- 本文
この番組は、飛騨の生涯学習者第二号 わたくしながせきみあきがお届けしてまいり
ます。
 この放送でも再三お伝えしておりますが、9月4日から、飛騨市美術館におきまして、
応永飛騨の乱600年祭記念展示会を行います。現在、その準備が佳境に入ってきており
ますが、おそらく史上初めてではないかと思えるくらいたくさんの展示物をご紹介する
事ができると思います。先日は、姉小路家とほぼ同時期に古川入りしたとされる後藤家
について、いろいろと調べておりました。今までは、姉小路家来四天王の一つとされて
きましたが、実は姉小路氏と肩を並べるほどの公家だったことがわかりました。

- データ行
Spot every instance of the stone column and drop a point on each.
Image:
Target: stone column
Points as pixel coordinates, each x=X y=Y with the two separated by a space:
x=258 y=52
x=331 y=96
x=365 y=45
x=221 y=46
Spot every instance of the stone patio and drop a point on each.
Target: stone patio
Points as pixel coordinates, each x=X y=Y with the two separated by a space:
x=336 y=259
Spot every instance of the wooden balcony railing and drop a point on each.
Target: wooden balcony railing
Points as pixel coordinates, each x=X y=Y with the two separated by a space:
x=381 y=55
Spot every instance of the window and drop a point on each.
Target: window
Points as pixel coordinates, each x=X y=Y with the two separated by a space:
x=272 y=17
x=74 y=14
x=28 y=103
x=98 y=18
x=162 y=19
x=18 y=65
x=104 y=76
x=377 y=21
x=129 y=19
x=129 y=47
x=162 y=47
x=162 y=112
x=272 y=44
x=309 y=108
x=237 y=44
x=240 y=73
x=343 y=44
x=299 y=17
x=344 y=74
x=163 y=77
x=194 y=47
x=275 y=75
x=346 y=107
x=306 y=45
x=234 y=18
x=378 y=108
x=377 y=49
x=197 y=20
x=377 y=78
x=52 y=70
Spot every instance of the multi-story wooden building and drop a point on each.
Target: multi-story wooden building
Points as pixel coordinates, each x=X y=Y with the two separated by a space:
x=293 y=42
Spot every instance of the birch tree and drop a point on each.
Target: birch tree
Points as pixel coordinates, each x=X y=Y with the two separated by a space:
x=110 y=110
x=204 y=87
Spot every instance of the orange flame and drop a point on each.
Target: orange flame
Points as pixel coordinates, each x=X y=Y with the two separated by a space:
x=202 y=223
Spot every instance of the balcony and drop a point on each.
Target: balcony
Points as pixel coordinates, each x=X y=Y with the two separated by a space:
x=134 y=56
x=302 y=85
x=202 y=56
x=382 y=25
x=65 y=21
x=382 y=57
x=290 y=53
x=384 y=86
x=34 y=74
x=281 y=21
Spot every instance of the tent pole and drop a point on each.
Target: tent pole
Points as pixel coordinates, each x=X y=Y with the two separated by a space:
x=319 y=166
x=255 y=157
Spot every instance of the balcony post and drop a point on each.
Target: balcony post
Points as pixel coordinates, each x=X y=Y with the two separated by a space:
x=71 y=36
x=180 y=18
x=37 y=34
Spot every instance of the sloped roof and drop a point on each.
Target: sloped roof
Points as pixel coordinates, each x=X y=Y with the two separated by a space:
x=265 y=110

- 作業指示
a – 展示会を伝える本文によると、9月4日からの記念展示会はどこで行われるか。
b – 展示会を伝える本文から、「この放送でも再三お伝えしておりますが、9月4日から、飛騨市美術館におきまして、」と「きましたが、実は姉小路氏と肩を並べるほどの公家だったことがわかりました。」の間を両端も含めてそのまま抜き出してください。
c – 展示会を伝える本文の続きを書いてください。

- 最終回答
a – 飛騨市美術館です。

b –
この放送でも再三お伝えしておりますが、9月4日から、飛騨市美術館におきまして、
応永飛騨の乱600年祭記念展示会を行います。現在、その準備が佳境に入ってきており
ますが、おそらく史上初めてではないかと思えるくらいたくさんの展示物をご紹介する
事ができると思います。先日は、姉小路家とほぼ同時期に古川入りしたとされる後藤家
について、いろいろと調べておりました。今までは、姉小路家来四天王の一つとされて
きましたが、実は姉小路氏と肩を並べるほどの公家だったことがわかりました。

c –
その家では長い間分家を作らず、跡取りが元服すると、必ず、関の鍛冶に依頼して刀を
作らせたそうです。そのため、今では分散していますが、関係あるお宅に、室町時代の
刀が残されていました。今回の調査では、10以上の刀剣が発見されましたが、その一部
を展示させていただけることになりました。

また、飛騨の国司として有名な姉小路基綱。今まで出版された本には白黒の絵像しか
掲載されていませんでしたが、カラーの原本を展示させていただきます。
これは、江戸時代後期に高山の国学者 田中大秀が京都の絵師に造らせたものですが、
本邦初公開となります。
8月13日放送分_姉小路氏ゆかりの地
 その他にも、沢山の初公開品がございます。9月の放送で、その辺は詳しくお話し
していきたいと思いますが、過去に類を見ない、展示会となりそうです。
どうぞ、ご期待いただきたいと思います。

さて、本日の放送に入りましょう。
今日の放送は、「姉小路氏と廣瀬氏ゆかりの地について」先週の続きをお話ししたい
と思います。

先週のお話しは、国府地区を中心に、廣瀬氏のゆかりの地についてお話ししました。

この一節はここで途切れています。